BEGIN STUDY TEXT
Comments (4)
Fish uses our widecharwidth script that parses the unicode data files to come up with a width representation.
Notably this includes "EastAsianWidth.txt", which lists:
2600..2604;N # So [5] BLACK SUN WITH RAYS..COMET
That means anything from U+2600 to U+2604 is classified as "N", which stands for "Neutral", which means they are "narrow" and occupy one cell. (tbh I don't really understand why "neutral" even exists, and TR11 is unhelpful here)
It is also listed as "Emoji" in emoji-data.txt, but not as "Emoji_Presentation". That means you can use the U+FE0F emoji variation selector to change it from text presentation (narrow because EastAsianWidth.txt applies) to emoji presentation (wide).
Fish will treat this combination as being two cells wide. This is also what I get when I copy your ☁️ here from the browser into my terminal - not just U+2601, but U+2601 followed by U+FE0F. This is also what I get from starship's default config (but again via a browser, it's always possible the U+FE0F was inserted there).
You can see what your fish thinks the width is with string length -V
:
string length -V ☁️ \U2601 \U2601\UFE0F
This should print "2", "1" and "2" - if that cloud glyph is U+2601 U+FE0F. If it prints "1" "1" "2" the glyph is just U+2601.
This seems correct to me from what I know of Unicode and TR11 specifically. It's not a great document, and it's not meant for terminals specifically, but it is the best we have and fish's interpretation seems reasonable to me.
Fish's width handling isn't perfect either (notably it does not handle full grapheme clusters but only codepoint-by-codepoint with some hacks like for variation selectors), but the easy and medium difficulty cases usually work, and I would call this a medium case.
Note: The names of $fish_emoji_width and $fish_ambiguous_width are perhaps too simple. They affect very specific things:
- fish_ambiguous_width affects all codepoints EastAsianWidth.txt classifies as "Ambiguous" width
- fish_emoji_width is about a change that happened in Unicode 9: It declared that all codepoints with "Emoji_Presentation" should default to wide. So $fish_emoji_width defines whether fish should honor that (because the terminal does), and so it only affects all codepoints with Emoji_Presentation by default (listed in emoji-data.txt) that were introduced before Unicode 9 (because anything after that won't be supported by a program that doesn't support Unicode 9 anyway). It is not of much use anymore because Unicode 9 is pretty old by now.
Neither applies to U+2601 because it is classified as neutral and not Emoji_Presentation.
So, in summary:
Terminal.app and iTerm obviously misrender the text. They show ☁️ (which I assume is U+2601 with the emoji selector) as being two cells wide but then don't use the second cell.
Warp apparently ignores the emoji selector and draws U+2601 with the emoji selector as occupying one cell. I believe that is wrong and would therefore call this a bug in Warp.
END STUDY TEXT
## WORK INSTRUCTIONS
- 1) In the comment on fish's character widths, what does the classification "N" in EastAsianWidth.txt stand for?
- 2) Name every terminal program that the summary at the end of the comment on fish's character widths discusses.
- 3) Continue the comment on fish's character widths past its last sentence.
The items that come next have no connection to the comment on fish's character widths.
BEGIN DATA PROVIDED
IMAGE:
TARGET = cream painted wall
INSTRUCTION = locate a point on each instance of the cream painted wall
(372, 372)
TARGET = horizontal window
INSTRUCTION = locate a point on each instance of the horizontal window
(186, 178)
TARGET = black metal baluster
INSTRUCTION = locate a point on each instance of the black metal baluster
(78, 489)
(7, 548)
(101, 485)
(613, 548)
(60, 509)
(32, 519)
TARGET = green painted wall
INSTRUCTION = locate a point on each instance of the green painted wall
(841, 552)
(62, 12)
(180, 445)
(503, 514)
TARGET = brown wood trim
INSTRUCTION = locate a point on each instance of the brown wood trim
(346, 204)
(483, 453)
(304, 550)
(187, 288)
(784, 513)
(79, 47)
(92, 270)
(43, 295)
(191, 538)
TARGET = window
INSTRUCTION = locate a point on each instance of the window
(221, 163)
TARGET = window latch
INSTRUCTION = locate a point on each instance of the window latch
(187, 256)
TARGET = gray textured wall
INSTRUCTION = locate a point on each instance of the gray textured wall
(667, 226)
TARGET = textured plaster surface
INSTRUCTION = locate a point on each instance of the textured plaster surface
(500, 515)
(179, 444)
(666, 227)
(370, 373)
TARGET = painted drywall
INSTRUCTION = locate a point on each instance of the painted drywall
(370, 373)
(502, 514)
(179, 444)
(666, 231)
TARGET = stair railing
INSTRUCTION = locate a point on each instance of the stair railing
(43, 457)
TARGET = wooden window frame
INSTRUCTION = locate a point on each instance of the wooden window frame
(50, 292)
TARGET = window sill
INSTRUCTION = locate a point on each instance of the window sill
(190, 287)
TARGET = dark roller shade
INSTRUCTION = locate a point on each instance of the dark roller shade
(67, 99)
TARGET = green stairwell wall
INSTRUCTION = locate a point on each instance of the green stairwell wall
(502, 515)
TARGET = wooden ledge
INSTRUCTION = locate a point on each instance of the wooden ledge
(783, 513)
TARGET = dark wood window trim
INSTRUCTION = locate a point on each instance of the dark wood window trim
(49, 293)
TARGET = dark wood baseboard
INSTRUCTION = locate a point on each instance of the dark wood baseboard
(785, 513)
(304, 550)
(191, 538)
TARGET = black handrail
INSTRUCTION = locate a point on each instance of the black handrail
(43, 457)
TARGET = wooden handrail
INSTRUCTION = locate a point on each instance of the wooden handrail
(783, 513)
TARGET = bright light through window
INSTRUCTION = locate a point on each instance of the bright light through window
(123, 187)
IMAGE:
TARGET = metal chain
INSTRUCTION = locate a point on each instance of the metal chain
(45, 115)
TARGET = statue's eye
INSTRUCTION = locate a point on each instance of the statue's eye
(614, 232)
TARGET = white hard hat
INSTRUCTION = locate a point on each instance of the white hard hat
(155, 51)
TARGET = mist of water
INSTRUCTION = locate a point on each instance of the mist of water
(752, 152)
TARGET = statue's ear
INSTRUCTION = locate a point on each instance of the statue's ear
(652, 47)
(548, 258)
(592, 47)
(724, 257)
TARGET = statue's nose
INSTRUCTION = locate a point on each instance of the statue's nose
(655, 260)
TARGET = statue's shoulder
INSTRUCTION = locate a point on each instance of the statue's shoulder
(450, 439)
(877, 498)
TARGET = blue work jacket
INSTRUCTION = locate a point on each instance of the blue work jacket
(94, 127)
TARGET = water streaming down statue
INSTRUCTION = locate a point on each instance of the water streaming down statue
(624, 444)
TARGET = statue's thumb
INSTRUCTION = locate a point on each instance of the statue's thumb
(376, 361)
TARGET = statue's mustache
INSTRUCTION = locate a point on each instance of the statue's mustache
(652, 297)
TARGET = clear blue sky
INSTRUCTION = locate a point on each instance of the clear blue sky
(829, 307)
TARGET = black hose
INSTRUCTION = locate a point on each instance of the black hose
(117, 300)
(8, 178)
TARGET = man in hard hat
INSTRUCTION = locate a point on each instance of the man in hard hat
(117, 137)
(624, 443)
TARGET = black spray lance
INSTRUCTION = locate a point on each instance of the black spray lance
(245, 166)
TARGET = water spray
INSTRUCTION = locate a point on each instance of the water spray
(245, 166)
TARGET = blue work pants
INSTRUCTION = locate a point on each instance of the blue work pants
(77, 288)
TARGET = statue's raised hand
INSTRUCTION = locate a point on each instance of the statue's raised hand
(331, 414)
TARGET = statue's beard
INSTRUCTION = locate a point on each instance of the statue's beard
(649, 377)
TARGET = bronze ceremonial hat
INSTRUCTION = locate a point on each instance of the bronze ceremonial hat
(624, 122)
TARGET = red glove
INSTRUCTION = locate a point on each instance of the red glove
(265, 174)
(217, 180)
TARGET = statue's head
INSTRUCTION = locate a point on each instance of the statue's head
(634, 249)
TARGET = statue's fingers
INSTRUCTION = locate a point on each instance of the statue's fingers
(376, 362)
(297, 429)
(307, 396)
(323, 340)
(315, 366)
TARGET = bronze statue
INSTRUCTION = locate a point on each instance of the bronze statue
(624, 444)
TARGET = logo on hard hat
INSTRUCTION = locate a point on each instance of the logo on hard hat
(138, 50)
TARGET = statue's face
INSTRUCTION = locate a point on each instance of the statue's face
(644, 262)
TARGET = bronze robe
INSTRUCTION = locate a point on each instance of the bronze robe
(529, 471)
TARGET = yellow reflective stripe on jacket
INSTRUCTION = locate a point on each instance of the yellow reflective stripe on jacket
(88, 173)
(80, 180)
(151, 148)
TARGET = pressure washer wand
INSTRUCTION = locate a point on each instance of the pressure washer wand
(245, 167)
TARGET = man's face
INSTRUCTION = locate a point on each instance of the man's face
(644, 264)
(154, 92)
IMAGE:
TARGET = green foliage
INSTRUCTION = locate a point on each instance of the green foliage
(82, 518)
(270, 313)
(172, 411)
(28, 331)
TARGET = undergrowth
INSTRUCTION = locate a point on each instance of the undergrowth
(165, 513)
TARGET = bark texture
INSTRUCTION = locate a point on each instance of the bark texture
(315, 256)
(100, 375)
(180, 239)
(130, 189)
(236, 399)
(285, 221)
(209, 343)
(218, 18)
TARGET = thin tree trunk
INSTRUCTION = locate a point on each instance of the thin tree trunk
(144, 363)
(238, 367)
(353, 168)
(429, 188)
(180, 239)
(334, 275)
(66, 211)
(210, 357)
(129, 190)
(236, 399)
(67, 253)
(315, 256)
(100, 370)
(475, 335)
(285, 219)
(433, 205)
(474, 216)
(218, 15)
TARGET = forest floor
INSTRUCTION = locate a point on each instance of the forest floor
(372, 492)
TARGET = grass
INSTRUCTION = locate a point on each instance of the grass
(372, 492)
END DATA PROVIDED
## TASK-BY-TASK OUTPUTS
- 1) "Neutral"

- 2) Terminal.app, iTerm, Warp

- 3)
Note that the zsh comparison doesn't help much because zsh doesn't care about the width at all here, it just prints the prompt without repositioning. The issue comes up because fish repositions the cursor to do syntax highlighting, suggestions, right prompt handling, etc.
Our guidance: Please draw U+2601 alone into one cell, and U+2601 U+FE0F into two cells.
from fish-shell.
So, since I just tested this in 6 more terminals and 5 failed the same test (with various failure modes), here are some quotes from Unicode TRs to support our reading:
From TR51:
default emoji presentation character — A character that, by default, should appear with an emoji presentation, rather than a text presentation.
[...]
These characters have the Emoji_Presentation property.
[...]
default text presentation character — A character that, by default, should appear with a text presentation, rather than an emoji presentation.
[...]
These characters do not have the Emoji_Presentation property; that is, their Emoji_Presentation property value is No.
So a character either has default emoji or text presentation. U+2601 does not have Emoji_Presentation so it defaults to text presentation.
emoji presentation selector — The character U+FE0F VARIATION SELECTOR-16 (VS16), used to request an emoji presentation for an emoji character.
So U+FE0F can be used to get emoji presentation for something that otherwise has text presentation.
emoji presentation sequence — A variation sequence consisting of an emoji character followed by a emoji presentation selector.
So U+2601 U+FE0F is an emoji presentation sequence (it's also listed in the corresponding file).
From TR11:
East Asian Wide (W): [...] This category includes [...] characters that have the [UTS51] property Emoji_Presentation, with the exception of characters that have the [UCD] property Regional_Indicator
So anything that has Emoji_Presentation is "wide".
emoji presentation sequences behave as though they were East Asian Wide, regardless of their assigned East_Asian_Width property value.
So U+2601 U+FE0F is wide.
Neutral (Not East Asian): All other characters. Neutral characters do not occur in legacy East Asian character sets.
So, since U+2601 is text presentation by default, the emoji stuff doesn't apply, so the "Neutral" from EastAsianWidth.txt applies.
I think that should answer your question?
from fish-shell.
Updates:
- Got a better handle on how variation selectors work 👍
unicode-width
, the crate we use for helping calculate widths for Unicode characters, very recently added emoji presentation support (literally 3 days ago - unicode-rs/unicode-width#41 haha) 🔥.- Not in a release cut yet but I confirmed this fixes the width calculation for
"\u{2601}\u{FE0F}"
(previously 1, now gives correct result of 2).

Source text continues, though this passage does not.